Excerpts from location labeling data
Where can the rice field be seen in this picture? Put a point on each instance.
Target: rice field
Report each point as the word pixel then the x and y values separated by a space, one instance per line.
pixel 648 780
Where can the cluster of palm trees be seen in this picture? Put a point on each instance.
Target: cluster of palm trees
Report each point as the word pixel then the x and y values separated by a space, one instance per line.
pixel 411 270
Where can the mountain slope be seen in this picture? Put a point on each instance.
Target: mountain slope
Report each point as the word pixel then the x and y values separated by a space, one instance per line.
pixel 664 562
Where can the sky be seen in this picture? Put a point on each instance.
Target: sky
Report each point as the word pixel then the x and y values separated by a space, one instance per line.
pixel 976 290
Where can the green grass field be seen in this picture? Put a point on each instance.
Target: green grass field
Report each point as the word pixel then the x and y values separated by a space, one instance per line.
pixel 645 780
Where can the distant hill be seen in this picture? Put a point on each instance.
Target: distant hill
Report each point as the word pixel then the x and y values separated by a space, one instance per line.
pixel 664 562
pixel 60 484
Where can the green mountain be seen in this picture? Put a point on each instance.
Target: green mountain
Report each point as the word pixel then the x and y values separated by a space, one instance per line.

Stated exercise: Quote all of the items above word for word, keeping every line as it appears.

Result of this task:
Where can the rice field be seen in this picture? Put a point on each instance.
Target: rice field
Report each point as the word pixel then the x and y values separated by a space, one instance per line.
pixel 648 780
Where can the cluster of palm trees be seen in this picture? Put a point on each instance.
Target: cluster of palm trees
Report each point as the word pixel then the x and y values separated by a space, one instance per line.
pixel 411 270
Where can the mountain slope be seen in this picture? Put a point on each instance.
Target: mountain slope
Report each point as the word pixel then the x and y values separated by a space, one instance per line.
pixel 664 562
Where can the sky be seen in this picture? Put a point on each instance.
Target: sky
Report each point as the word pixel then the x and y values separated by a space, one instance per line.
pixel 976 290
Where can the green grass field be seen in this picture? Put a point on each instance.
Target: green grass field
Report each point as the word pixel then the x and y values separated by a space, one instance per line.
pixel 645 780
Where can the distant hill be seen in this picture? Put a point on each instance.
Target: distant hill
Report each point as the word pixel then the x and y values separated by a space, one instance per line.
pixel 664 562
pixel 60 484
Where can the green mountain be seen in this picture? Put a point on each instance.
Target: green mountain
Report each point as the word pixel then the x and y values separated by a space, one instance per line.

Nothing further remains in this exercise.